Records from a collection
- - -

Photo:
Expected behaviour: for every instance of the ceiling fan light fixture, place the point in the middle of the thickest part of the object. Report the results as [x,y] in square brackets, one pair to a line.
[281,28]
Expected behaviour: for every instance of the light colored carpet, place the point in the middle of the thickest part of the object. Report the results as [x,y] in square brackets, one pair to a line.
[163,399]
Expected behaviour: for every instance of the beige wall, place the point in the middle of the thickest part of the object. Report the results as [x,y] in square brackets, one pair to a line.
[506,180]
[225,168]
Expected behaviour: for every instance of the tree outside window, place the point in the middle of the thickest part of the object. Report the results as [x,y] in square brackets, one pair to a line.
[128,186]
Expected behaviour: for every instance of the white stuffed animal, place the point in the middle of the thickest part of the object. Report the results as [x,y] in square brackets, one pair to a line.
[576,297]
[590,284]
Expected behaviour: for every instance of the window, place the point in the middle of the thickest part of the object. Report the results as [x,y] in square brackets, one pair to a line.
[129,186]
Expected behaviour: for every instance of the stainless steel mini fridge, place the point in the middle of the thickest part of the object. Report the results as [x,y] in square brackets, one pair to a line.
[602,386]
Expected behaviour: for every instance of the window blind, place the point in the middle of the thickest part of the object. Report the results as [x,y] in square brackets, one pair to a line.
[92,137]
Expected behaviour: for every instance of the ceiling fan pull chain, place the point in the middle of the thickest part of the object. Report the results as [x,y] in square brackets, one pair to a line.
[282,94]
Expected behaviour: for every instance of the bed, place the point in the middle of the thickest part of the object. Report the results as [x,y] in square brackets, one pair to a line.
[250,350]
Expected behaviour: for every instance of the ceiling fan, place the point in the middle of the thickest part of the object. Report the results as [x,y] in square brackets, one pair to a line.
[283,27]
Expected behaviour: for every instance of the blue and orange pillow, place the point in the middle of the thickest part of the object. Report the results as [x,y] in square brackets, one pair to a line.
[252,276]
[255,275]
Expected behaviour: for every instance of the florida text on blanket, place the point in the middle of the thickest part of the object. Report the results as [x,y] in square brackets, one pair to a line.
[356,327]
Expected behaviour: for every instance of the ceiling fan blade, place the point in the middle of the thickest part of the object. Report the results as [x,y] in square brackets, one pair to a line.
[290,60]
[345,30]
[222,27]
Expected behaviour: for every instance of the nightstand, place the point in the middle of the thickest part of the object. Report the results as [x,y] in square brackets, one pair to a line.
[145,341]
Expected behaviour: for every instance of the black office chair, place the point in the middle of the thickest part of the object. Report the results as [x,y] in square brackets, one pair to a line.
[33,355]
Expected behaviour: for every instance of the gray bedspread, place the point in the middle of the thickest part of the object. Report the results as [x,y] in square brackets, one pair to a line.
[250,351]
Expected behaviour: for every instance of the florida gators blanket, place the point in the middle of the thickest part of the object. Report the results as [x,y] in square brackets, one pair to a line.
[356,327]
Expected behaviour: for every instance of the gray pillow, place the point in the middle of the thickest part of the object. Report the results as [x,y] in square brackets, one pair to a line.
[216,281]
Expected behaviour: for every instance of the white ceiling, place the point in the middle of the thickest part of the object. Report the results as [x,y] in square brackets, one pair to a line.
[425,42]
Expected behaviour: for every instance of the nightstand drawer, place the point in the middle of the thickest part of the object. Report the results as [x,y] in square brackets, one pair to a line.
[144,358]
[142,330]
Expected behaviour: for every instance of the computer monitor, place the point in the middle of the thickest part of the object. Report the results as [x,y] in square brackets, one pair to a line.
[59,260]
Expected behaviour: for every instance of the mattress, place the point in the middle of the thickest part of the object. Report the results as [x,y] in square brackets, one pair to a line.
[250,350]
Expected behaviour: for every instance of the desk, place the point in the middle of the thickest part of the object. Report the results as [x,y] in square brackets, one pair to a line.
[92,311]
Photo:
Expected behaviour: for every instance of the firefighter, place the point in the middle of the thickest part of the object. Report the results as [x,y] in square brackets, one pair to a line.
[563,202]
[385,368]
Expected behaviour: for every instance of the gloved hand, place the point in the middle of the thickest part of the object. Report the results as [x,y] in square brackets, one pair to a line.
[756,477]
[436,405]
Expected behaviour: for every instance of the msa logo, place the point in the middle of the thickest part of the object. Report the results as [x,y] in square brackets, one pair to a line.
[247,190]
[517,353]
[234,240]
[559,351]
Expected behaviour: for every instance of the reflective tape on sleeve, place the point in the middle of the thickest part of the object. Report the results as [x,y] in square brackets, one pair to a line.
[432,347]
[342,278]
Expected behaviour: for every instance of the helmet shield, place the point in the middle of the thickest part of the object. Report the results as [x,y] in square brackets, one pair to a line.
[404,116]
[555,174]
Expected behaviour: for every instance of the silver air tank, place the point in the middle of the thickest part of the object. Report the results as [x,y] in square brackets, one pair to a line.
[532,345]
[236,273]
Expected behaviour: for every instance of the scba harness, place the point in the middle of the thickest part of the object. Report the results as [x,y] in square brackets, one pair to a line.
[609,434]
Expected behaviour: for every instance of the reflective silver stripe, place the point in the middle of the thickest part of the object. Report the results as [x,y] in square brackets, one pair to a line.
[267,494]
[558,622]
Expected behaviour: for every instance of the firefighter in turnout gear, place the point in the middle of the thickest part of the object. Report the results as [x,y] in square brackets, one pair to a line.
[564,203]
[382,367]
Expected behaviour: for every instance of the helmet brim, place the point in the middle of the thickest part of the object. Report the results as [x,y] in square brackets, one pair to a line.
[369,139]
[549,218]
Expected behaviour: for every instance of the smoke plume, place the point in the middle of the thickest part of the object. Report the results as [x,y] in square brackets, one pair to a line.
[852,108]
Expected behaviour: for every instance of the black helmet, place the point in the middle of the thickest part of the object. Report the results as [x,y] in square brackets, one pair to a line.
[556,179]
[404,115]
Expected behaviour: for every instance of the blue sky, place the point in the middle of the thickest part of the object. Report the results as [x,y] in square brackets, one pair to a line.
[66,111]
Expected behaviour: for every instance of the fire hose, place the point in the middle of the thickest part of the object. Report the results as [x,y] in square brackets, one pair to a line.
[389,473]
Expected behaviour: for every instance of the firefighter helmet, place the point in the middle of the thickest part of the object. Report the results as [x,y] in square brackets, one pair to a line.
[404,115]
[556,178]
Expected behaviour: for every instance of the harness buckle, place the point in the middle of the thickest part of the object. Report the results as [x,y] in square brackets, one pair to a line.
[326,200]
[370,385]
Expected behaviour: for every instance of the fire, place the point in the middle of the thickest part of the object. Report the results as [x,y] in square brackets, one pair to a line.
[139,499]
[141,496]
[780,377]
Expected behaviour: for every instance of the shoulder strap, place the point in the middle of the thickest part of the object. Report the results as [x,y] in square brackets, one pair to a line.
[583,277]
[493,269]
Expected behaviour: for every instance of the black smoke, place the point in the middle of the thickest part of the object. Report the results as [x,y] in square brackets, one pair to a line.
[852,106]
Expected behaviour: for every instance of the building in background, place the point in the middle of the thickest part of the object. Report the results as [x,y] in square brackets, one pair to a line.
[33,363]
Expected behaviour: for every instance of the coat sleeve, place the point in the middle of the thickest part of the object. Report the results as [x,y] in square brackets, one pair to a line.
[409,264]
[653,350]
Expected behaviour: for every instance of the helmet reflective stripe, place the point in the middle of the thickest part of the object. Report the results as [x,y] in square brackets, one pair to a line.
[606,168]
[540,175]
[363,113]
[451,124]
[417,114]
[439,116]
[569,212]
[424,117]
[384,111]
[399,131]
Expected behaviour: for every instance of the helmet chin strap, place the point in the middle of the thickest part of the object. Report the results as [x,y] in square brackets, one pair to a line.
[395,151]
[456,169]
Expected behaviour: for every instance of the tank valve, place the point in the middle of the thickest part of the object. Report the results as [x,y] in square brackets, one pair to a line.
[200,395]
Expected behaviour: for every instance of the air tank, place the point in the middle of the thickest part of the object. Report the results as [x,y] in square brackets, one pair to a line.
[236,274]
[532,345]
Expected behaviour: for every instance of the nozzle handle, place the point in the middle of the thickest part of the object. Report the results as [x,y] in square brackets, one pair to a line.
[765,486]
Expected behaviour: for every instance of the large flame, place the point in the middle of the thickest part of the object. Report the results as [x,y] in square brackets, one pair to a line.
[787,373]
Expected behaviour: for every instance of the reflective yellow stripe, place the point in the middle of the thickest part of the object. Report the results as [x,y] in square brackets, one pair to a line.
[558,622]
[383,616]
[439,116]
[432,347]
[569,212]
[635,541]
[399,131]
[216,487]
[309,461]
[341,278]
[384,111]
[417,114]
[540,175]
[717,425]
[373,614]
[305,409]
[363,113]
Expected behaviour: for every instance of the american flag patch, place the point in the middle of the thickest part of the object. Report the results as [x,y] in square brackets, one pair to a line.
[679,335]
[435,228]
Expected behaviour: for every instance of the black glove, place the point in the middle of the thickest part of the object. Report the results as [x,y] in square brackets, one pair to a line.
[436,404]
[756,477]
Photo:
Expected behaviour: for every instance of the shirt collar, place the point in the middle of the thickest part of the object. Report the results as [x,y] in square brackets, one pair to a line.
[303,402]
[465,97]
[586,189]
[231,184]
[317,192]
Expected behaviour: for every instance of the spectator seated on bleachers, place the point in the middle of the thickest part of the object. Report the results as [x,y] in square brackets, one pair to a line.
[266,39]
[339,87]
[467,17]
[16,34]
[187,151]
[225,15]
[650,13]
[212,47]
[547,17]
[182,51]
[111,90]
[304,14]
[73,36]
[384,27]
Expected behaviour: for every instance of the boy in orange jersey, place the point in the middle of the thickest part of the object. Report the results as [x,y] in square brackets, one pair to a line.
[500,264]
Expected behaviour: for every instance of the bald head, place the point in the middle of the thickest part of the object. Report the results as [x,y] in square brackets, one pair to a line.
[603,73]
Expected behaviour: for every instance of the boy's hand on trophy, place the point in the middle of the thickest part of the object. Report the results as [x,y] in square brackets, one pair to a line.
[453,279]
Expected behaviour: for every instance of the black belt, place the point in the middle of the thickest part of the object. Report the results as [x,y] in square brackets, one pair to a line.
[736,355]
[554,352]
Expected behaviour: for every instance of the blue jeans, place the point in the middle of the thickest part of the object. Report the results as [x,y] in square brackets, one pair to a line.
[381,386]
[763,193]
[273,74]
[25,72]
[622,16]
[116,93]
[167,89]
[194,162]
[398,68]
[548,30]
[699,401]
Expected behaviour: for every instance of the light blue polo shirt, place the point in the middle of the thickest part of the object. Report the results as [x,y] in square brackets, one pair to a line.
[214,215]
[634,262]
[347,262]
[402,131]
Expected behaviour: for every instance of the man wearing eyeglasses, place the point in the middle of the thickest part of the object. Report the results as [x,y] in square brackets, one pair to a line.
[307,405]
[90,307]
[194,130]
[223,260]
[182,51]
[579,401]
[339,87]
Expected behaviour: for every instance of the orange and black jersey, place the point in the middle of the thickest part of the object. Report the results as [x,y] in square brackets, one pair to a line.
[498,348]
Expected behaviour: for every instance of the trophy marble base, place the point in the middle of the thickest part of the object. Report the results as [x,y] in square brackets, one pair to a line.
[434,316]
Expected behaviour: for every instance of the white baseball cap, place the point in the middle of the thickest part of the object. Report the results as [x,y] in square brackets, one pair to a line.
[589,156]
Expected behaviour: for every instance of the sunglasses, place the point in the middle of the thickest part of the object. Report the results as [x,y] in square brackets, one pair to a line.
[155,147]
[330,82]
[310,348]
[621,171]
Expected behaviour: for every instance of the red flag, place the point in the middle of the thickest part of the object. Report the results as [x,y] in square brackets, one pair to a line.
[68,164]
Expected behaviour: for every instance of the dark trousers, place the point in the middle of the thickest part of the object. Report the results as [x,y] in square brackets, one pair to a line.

- - -

■ What to work on ■
Find the line containing "Expected behaviour: for every instance of the man", then output it and every line after it to the end of the data, exactly.

■ The output ■
Expected behaviour: for every instance of the man wearing eyeglasses, place the point in the middle of the thickest part of the object. Report the results as [x,y] in square brackets, one pair to a line.
[307,405]
[90,307]
[194,130]
[223,260]
[182,51]
[579,401]
[339,87]
Expected behaviour: for every instance of the orange and black jersey, place the point in the middle of the thickest part of the object. Report the results as [x,y] in square brackets, one pair to a line.
[498,348]
Expected behaviour: for every instance of the trophy marble base, place the point in the middle of the thickest part of the object. Report the results as [x,y] in square brackets, one pair to a line.
[434,316]
Expected behaviour: for every instance of the white baseball cap, place the point in the middle of the thickest part of the object. Report the results as [x,y] in square brackets, one pair to a line.
[589,156]
Expected behaviour: for every instance of the sunglasses, place the point in the middle of the thickest part of the object. Report the results as [x,y] in square brackets, one pair to a line.
[155,147]
[330,82]
[310,348]
[621,171]
Expected behaviour: for every instance of the red flag, place the point in the middle of the thickest part of the object. Report the results as [x,y] in square brackets, one pair to a line.
[68,164]
Expected behaviour: for every instance of the dark trousers, place the point in the middle of the thickest part of the object. Report the results as [x,y] in square brackets, one pair to a line.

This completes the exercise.